▶ **YOUR INSTRUCTIONS**:
If a line in the data holds the string "photo", list it.

** WORKING DATA follows **

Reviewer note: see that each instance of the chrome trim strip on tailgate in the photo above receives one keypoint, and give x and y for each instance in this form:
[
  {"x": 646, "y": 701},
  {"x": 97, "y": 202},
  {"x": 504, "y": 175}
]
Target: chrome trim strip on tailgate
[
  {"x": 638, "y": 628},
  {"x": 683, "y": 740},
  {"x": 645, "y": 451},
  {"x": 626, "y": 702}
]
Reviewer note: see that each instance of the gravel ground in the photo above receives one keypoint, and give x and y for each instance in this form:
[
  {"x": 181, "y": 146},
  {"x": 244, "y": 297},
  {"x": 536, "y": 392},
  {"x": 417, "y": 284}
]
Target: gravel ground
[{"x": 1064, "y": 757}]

** End of WORKING DATA **

▶ **SOLUTION FOR THIS TASK**:
Reviewer note: see that each instance of the chrome trim strip on tailgate in the photo above receives one keypoint, and give x and y for each instance in this form:
Reviewer note: see that each instance of the gravel ground in the photo above receives one keypoint, and give x and y for each instance in this form:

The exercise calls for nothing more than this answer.